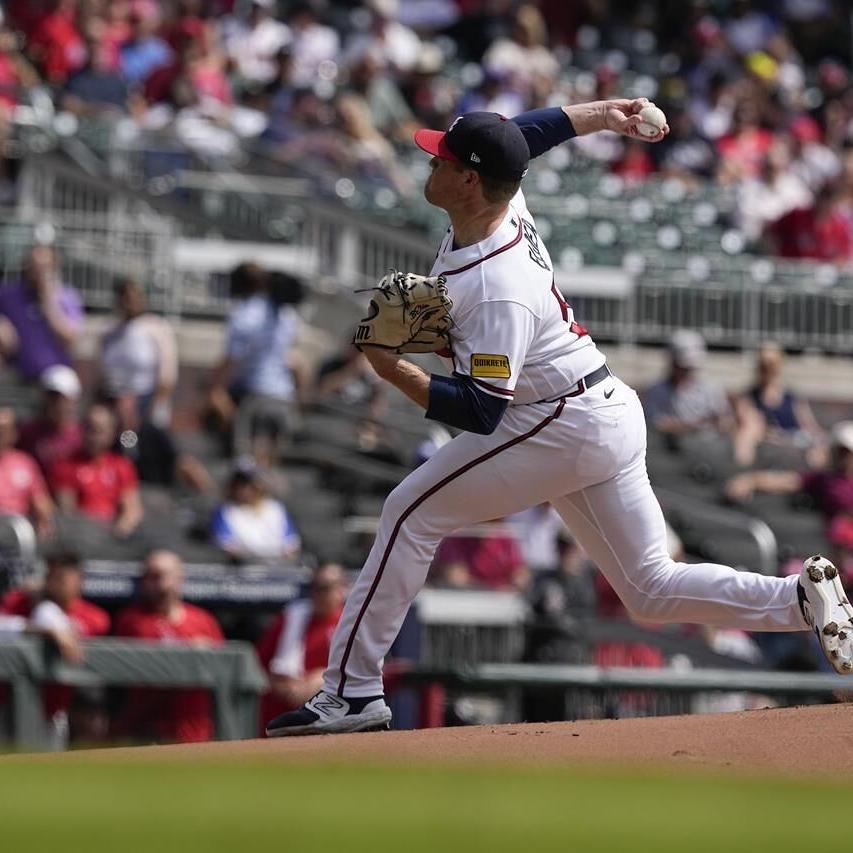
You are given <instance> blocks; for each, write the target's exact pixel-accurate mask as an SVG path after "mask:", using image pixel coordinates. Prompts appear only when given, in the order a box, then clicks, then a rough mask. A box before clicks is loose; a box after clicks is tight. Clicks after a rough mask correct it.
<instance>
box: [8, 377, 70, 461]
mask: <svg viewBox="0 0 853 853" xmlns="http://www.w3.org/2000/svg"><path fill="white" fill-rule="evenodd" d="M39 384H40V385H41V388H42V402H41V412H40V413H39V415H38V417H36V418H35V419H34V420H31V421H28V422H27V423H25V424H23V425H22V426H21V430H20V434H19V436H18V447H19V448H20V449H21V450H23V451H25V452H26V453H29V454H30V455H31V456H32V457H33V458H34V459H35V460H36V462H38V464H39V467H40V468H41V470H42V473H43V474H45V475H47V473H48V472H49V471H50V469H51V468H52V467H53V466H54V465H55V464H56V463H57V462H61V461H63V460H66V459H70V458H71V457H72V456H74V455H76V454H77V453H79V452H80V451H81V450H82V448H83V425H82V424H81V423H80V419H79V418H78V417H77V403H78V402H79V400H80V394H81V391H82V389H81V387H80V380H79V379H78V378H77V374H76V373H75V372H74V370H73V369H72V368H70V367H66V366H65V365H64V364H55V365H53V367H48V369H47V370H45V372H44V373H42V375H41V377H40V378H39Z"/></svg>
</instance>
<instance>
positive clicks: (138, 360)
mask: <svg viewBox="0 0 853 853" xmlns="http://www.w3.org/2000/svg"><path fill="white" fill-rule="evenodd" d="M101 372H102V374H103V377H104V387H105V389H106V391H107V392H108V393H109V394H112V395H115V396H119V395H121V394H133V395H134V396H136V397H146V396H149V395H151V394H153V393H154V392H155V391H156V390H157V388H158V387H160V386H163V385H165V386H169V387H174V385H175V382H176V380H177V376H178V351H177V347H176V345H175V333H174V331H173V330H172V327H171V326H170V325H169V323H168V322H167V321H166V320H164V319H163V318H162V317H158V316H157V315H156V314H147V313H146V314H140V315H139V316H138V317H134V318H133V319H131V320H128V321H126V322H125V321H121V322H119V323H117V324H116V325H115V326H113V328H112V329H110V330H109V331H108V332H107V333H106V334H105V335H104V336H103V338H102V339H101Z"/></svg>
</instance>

━━━━

**PROBLEM REQUIREMENTS:**
An exact copy of the material above is required, free of any pictures.

**ANSWER TO THIS PROBLEM:**
You are given <instance> blocks; for each, write the target's exact pixel-accurate mask as an SVG path after "mask:", using image pixel coordinates. Prompts appear only when given, in the order a box, then clicks, then a rough mask. A box before clicks is loose; a box after clicks is tight. Clicks after a rough mask correct it.
<instance>
box: [8, 377, 70, 461]
mask: <svg viewBox="0 0 853 853" xmlns="http://www.w3.org/2000/svg"><path fill="white" fill-rule="evenodd" d="M39 384H40V385H41V388H42V402H41V412H40V413H39V415H38V417H36V418H35V419H34V420H31V421H28V422H27V423H25V424H23V425H22V426H21V430H20V434H19V436H18V447H19V448H20V449H21V450H23V451H25V452H26V453H29V454H30V455H31V456H32V457H33V458H34V459H35V460H36V462H38V464H39V467H40V468H41V470H42V473H43V474H45V475H47V473H48V472H49V471H50V469H51V468H52V467H53V466H54V465H55V464H56V463H57V462H61V461H63V460H66V459H70V458H71V457H72V456H74V455H76V454H77V453H79V452H80V451H81V450H82V448H83V425H82V424H81V423H80V419H79V418H78V417H77V403H78V402H79V400H80V394H81V391H82V389H81V387H80V380H79V379H78V378H77V374H76V373H75V372H74V370H73V369H72V368H70V367H66V366H65V365H64V364H55V365H53V367H48V369H47V370H45V372H44V373H42V375H41V377H40V378H39Z"/></svg>
</instance>
<instance>
positive clicks: (138, 360)
mask: <svg viewBox="0 0 853 853" xmlns="http://www.w3.org/2000/svg"><path fill="white" fill-rule="evenodd" d="M101 372H102V374H103V377H104V387H105V389H106V391H107V392H108V393H109V394H112V395H115V396H119V395H121V394H133V395H134V396H136V397H146V396H149V395H151V394H153V393H154V392H155V391H156V390H157V388H158V387H160V386H163V385H165V386H169V387H174V385H175V382H176V380H177V376H178V351H177V347H176V345H175V333H174V331H173V330H172V327H171V326H170V325H169V323H168V322H167V321H166V320H164V319H163V318H162V317H158V316H157V315H156V314H147V313H146V314H140V315H139V316H138V317H134V318H133V319H131V320H128V321H126V322H125V321H121V322H119V323H117V324H116V325H115V326H113V328H112V329H110V330H109V331H108V332H107V333H106V334H105V335H104V336H103V338H102V339H101Z"/></svg>
</instance>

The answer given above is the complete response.